** What you need to do **
No images are to be carried over; print all other material exactly as it stands.

** Material provided **
** Start **

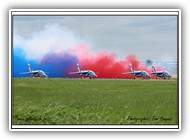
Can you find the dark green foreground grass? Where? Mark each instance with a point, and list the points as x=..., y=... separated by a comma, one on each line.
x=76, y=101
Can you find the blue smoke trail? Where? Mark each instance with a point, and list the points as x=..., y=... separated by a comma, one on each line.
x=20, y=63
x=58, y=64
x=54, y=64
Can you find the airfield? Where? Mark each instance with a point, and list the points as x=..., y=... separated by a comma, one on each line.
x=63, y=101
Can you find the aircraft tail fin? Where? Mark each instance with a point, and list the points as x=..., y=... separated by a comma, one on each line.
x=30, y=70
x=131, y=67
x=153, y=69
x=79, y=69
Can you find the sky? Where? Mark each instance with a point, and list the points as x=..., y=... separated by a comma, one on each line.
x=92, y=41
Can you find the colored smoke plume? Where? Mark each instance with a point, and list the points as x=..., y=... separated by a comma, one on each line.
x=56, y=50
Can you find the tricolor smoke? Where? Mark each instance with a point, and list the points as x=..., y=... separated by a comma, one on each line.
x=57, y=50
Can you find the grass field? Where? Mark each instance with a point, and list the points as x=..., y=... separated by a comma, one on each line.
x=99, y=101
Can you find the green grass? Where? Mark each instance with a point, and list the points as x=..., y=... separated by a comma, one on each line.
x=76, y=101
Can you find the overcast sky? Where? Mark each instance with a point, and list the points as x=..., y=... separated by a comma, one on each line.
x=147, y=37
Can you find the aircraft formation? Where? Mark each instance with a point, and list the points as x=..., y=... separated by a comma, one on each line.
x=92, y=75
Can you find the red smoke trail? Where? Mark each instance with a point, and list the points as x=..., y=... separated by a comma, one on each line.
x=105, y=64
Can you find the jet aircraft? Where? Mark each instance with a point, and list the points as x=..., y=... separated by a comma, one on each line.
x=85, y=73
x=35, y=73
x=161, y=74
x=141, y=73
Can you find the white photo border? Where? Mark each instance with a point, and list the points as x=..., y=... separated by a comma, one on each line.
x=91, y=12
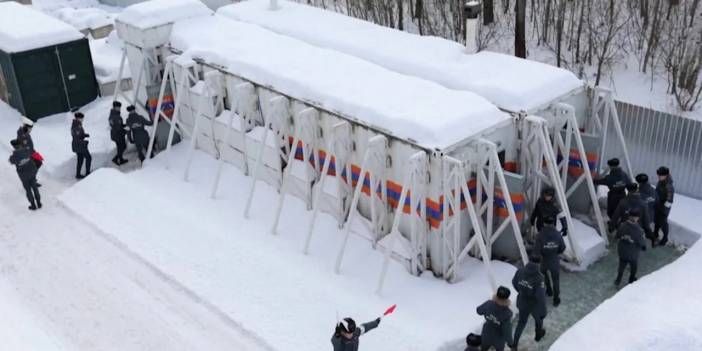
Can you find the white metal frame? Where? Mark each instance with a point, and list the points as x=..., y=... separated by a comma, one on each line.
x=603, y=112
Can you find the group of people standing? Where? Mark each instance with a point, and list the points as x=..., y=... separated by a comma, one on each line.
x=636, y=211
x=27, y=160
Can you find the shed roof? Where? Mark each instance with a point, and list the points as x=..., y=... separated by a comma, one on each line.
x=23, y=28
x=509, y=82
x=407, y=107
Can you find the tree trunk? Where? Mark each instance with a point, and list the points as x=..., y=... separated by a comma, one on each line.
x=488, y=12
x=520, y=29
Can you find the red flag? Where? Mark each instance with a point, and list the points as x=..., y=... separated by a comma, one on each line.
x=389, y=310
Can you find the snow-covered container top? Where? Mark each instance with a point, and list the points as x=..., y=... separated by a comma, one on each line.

** End **

** Written response **
Can you find the dark green foreground grass? Where? Mark each instance with a point, and list the points as x=..., y=... separated by a comma, one on each line.
x=76, y=101
Can you find the blue smoke trail? Where? Mark each instance with a point, and list the points as x=..., y=... separated by a comma, one on each line.
x=20, y=63
x=58, y=64
x=54, y=64
Can you find the airfield? Where? Mark each instance with a point, and list the points as x=..., y=... separated by a comma, one on each line.
x=63, y=101
Can you find the aircraft tail fin? Where? Mark each instance with a point, and list the points as x=..., y=... separated by a comma, one on each line.
x=30, y=70
x=131, y=67
x=153, y=69
x=79, y=69
Can you find the sky? Where? Mark each instance with a point, and list the points as x=..., y=... separated by a comma, one on each line.
x=92, y=41
Can you find the colored smoke plume? Where? Mark each instance with a point, and list the points as x=..., y=... separated by a comma, one on each line.
x=56, y=50
Can you find the tricolor smoke? Where? Mark each instance with a point, and list the points as x=..., y=... separated by a comma, one on each line.
x=57, y=50
Can you find the grass field? Where? Mark each instance with a point, and list the points as x=..., y=... separated by a comma, one on each line.
x=99, y=101
Can you find the green grass? Where? Mark each instance with a point, and list the points as x=..., y=... separated by a comma, one on each line.
x=76, y=101
Can you find the overcast sky? Where? Mark each instance with a point, and list the points as x=..., y=... separated by a comma, one on each line.
x=147, y=37
Can you find the aircraft formation? Where? Mark each instance with a point, and list the points as x=..., y=... separated by a comma, one on each line.
x=92, y=75
Can you find the red smoke trail? Where? Mark each instance with a point, and list the points as x=..., y=... separated by a comma, one on each line.
x=105, y=64
Can you find the jet aircraft? Where? Mark each instance with a point, and list the points as x=..., y=... separated by a comma, one on each line.
x=85, y=73
x=35, y=73
x=161, y=74
x=141, y=73
Can you find the white photo border? Where? Mark each instance with a point, and list the points as x=..., y=... separated by a comma, one on each line.
x=91, y=12
Can you find the white metal frame? Where? Mark each instance with a point, and list the points as x=..., y=... separated by a comma, one on each line.
x=603, y=112
Can you find the group of people standing? Where? Mark each instance with a point, and list the points as x=..., y=... separated by a comma, one on each line.
x=636, y=211
x=27, y=160
Can you find the shed roof? Where? Mark each instance with a point, and list the points as x=..., y=... separated by a comma, one on each line.
x=23, y=28
x=509, y=82
x=407, y=107
Can you find the tree trunk? Where? Mark each instance with a point, and list the points as x=..., y=... separated by a comma, one on each line.
x=488, y=12
x=520, y=29
Can you find the red flag? Where? Mark each instance with a point, and list the points as x=..., y=... separated by a comma, one on each line.
x=389, y=310
Can you find the snow-covered container top? Where? Mark each instance with a point, and list the points as x=..., y=... separated by a comma, one on each line.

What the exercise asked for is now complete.